### Your objective
Transcribe the entries that follow, every word as written, and drop the pictures.
─── Provided records ───
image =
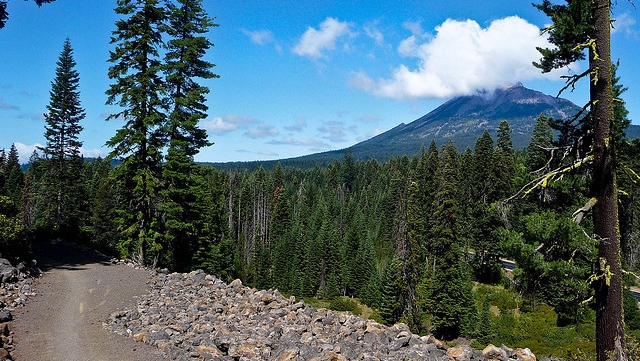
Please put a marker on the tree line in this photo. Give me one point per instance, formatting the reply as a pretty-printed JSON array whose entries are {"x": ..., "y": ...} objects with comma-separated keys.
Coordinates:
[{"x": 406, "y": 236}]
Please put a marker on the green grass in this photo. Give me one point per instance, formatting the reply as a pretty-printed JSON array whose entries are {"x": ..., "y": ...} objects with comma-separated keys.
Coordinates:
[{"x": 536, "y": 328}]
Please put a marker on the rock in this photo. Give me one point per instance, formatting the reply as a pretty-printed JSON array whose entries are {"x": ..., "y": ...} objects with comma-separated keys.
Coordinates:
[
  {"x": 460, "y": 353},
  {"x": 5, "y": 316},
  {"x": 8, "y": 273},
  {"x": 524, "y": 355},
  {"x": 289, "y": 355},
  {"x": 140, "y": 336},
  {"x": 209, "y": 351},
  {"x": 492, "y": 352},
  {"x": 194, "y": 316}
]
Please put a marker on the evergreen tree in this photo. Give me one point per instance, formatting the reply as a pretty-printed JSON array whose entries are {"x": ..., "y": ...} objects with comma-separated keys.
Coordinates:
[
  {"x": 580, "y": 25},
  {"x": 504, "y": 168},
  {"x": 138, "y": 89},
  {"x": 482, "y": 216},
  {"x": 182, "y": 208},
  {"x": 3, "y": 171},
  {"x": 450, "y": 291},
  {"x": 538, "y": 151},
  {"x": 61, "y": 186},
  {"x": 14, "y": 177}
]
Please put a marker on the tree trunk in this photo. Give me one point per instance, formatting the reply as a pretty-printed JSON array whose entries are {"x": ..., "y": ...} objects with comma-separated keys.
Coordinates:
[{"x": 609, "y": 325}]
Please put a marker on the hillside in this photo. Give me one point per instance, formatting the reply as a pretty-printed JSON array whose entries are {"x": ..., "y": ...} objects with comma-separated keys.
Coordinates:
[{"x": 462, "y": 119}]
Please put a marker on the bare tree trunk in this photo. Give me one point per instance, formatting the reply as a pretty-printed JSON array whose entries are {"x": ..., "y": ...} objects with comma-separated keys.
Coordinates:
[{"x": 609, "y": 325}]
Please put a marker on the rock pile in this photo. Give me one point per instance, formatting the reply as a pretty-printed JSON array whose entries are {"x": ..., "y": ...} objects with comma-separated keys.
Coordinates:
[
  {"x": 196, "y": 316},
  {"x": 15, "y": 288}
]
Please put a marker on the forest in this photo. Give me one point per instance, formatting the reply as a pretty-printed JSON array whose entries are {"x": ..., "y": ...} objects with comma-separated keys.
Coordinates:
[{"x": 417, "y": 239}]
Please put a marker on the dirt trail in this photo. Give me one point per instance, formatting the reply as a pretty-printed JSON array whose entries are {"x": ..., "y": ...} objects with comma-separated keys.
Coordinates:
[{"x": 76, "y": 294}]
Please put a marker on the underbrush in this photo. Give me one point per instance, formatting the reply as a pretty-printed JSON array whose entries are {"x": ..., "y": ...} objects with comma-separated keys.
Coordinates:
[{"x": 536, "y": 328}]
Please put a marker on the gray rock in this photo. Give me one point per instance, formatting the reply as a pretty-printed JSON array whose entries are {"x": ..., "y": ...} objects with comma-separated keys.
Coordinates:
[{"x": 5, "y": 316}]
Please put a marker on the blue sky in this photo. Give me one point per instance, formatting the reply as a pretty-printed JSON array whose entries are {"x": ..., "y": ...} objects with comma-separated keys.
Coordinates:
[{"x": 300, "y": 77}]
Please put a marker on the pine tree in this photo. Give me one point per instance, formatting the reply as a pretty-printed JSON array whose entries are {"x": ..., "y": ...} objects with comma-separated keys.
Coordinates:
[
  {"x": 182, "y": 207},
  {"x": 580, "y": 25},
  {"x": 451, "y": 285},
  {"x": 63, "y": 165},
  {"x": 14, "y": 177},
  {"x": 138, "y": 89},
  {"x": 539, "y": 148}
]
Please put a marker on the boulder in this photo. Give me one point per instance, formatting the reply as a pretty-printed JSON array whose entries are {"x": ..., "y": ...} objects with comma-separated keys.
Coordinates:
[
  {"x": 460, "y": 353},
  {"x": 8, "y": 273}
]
───
### Solution to the problem
image =
Please put a marker on the tree line in this photo. Give me one point per instance, formatting the reply as a pretty-printed JSON array whose entries are {"x": ..., "y": ...} objects with comma-separated keys.
Coordinates:
[{"x": 406, "y": 236}]
Please put a marker on the green grass in this photo. Give me one point per instance, formatting the reply as a pretty-printed JSON array whose entries are {"x": ..., "y": ...} objects with comma-separated keys.
Coordinates:
[{"x": 536, "y": 328}]
Please put a marker on the rock in this photo. Give me one point per instance, formatting the reply as a pretty-printed JSON array whose entries are {"x": ..., "y": ...} objects with comma-separated keys.
Coordinates:
[
  {"x": 460, "y": 353},
  {"x": 5, "y": 316},
  {"x": 8, "y": 273},
  {"x": 524, "y": 355},
  {"x": 289, "y": 355},
  {"x": 140, "y": 336},
  {"x": 209, "y": 351},
  {"x": 492, "y": 352},
  {"x": 194, "y": 316}
]
Please put a marker on the evergreen tree in this photo. Give me one point per instance, formatting the reply as a pretty-printed JSON array whose entries are {"x": ..., "y": ...} objects with comma-separated keys.
Coordinates:
[
  {"x": 580, "y": 25},
  {"x": 504, "y": 168},
  {"x": 138, "y": 89},
  {"x": 482, "y": 216},
  {"x": 182, "y": 208},
  {"x": 3, "y": 171},
  {"x": 450, "y": 291},
  {"x": 538, "y": 151},
  {"x": 61, "y": 186},
  {"x": 14, "y": 177}
]
Please put a marker on the tree trunk in this photo. Give me one point per instance, formatting the reply as a pretty-printed JSON array whose entries are {"x": ..., "y": ...} objects with comma-separated keys.
Coordinates:
[{"x": 609, "y": 325}]
Please put a marker on the hillside in this photo. Give me one point per instance, formatting the reply as a pretty-printed JSON array whose entries are {"x": ..., "y": ...} objects with comma-separated keys.
Coordinates:
[{"x": 462, "y": 119}]
Please put a marker on the bare tree trunk in this photo. Give me one point per instance, formatting the reply as a pretty-printed JSON array whose entries are {"x": ..., "y": ...} objects with comma-separated keys.
Coordinates:
[{"x": 609, "y": 325}]
Please put a marker on the rock pile in this photo. Give me one point per instance, formatting the reply as a pretty-printed JSON array whose entries are {"x": ..., "y": ...} objects with comma-separated keys.
Coordinates:
[
  {"x": 196, "y": 316},
  {"x": 15, "y": 288}
]
Please put a marker on the forest in this photo. Give me one point per instance, formatting the reply as a pretty-printed JSON array whose entries are {"x": ..., "y": ...} objects with comma-separated keys.
Coordinates:
[{"x": 417, "y": 239}]
Please put a marker on the dirt trail in this photo. Give me one point per instance, formatting the reply as a pretty-printed JSON array whose entries are {"x": ..., "y": ...} objects with comma-separated keys.
Coordinates:
[{"x": 76, "y": 294}]
Please put a marker on the underbrush in this photo. Give me one point per instance, formatting the reply as a pretty-printed JSON array whose entries are {"x": ..., "y": ...} objects with comma-separated keys.
Coordinates:
[{"x": 536, "y": 328}]
Please put a marker on the gray rock in this photo. Give me one point per instance, formatting the reply as a pretty-printed JSON array whose entries are {"x": ..., "y": ...} objects with comma-separated keys.
Coordinates:
[{"x": 5, "y": 316}]
Please put a marker on the blue sky in this photo. Give me one point per instance, formatting the reply as a pretty-printed JSON array whose entries are {"x": ..., "y": ...} objects with comma-separated keys.
Coordinates:
[{"x": 300, "y": 77}]
Please put a marker on the pine tree in this photo. Give me one point per instance, formatting the reply as a pretty-printed JSON array whose entries are {"x": ..., "y": ...} objects with comma-separated keys.
Coordinates:
[
  {"x": 182, "y": 207},
  {"x": 580, "y": 25},
  {"x": 451, "y": 285},
  {"x": 63, "y": 165},
  {"x": 14, "y": 177},
  {"x": 138, "y": 89},
  {"x": 539, "y": 148}
]
Please put a marker on the boulder in this photo. Give me one point per instance, formatting the reply as a pretty-printed JSON array whose entries are {"x": ..., "y": ...} objects with comma-separated keys.
Coordinates:
[
  {"x": 460, "y": 353},
  {"x": 8, "y": 273}
]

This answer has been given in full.